Instruction: Reproduce the listing below word for word, keeping every line and character unchanged.

START Stored rows

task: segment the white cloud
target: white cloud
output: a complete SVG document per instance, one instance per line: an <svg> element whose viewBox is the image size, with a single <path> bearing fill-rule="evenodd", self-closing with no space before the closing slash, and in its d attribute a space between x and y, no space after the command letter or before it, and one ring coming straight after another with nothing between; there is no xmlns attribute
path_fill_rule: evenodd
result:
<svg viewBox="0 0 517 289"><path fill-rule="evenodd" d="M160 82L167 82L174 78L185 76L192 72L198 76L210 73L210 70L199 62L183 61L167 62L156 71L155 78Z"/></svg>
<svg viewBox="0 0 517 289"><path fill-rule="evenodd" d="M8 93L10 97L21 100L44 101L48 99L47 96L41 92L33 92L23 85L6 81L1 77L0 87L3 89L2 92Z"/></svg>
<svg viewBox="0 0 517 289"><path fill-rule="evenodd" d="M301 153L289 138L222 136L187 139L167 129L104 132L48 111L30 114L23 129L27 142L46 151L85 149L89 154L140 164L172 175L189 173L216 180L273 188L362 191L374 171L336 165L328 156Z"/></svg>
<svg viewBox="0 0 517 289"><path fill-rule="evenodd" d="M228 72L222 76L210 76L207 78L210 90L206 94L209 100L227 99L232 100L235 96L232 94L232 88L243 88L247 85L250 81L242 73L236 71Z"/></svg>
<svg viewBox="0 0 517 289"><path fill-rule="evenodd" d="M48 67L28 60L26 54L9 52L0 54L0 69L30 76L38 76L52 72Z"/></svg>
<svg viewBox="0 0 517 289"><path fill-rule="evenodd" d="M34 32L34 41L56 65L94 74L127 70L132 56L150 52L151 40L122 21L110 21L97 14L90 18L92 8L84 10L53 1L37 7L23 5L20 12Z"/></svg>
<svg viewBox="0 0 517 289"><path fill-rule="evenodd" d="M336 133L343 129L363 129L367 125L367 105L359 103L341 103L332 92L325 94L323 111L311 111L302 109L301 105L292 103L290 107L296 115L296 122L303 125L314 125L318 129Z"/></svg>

END Stored rows

Answer to this exercise:
task: segment the white cloud
target: white cloud
output: a complete SVG document per instance, one instance per line: an <svg> element whose viewBox is the image size, with a single <path> bearing fill-rule="evenodd", self-closing with no space before the closing slash, and in its d attribute a space between x and y, no space after the command letter or before it, and one ring coming straight after another with nothing between; there is no xmlns attribute
path_fill_rule: evenodd
result:
<svg viewBox="0 0 517 289"><path fill-rule="evenodd" d="M160 82L167 82L174 78L185 76L192 72L198 76L210 73L210 70L199 62L183 61L167 62L156 71L155 78Z"/></svg>
<svg viewBox="0 0 517 289"><path fill-rule="evenodd" d="M8 93L10 97L21 100L44 101L48 99L47 96L41 92L33 92L23 85L6 81L1 77L0 87L3 89L2 92Z"/></svg>
<svg viewBox="0 0 517 289"><path fill-rule="evenodd" d="M301 153L289 138L222 136L187 139L167 129L104 132L48 111L30 114L23 129L27 142L46 151L85 149L89 154L140 164L172 175L189 173L216 180L273 188L362 191L374 171L336 165L328 156Z"/></svg>
<svg viewBox="0 0 517 289"><path fill-rule="evenodd" d="M228 72L222 76L210 76L207 78L210 90L206 94L209 100L227 99L232 100L235 96L232 94L232 88L243 88L247 85L250 81L242 73L236 71Z"/></svg>
<svg viewBox="0 0 517 289"><path fill-rule="evenodd" d="M48 67L28 60L26 54L9 52L0 54L0 69L30 76L38 76L52 72Z"/></svg>
<svg viewBox="0 0 517 289"><path fill-rule="evenodd" d="M34 32L34 41L56 65L94 74L127 70L132 56L150 52L151 40L122 21L110 21L97 14L90 18L92 8L84 10L53 1L37 7L23 5L20 12Z"/></svg>
<svg viewBox="0 0 517 289"><path fill-rule="evenodd" d="M336 133L343 129L363 129L367 125L367 105L359 103L341 103L332 92L325 94L323 111L311 111L302 109L301 105L292 103L290 107L296 115L296 122L303 125L314 125L318 129Z"/></svg>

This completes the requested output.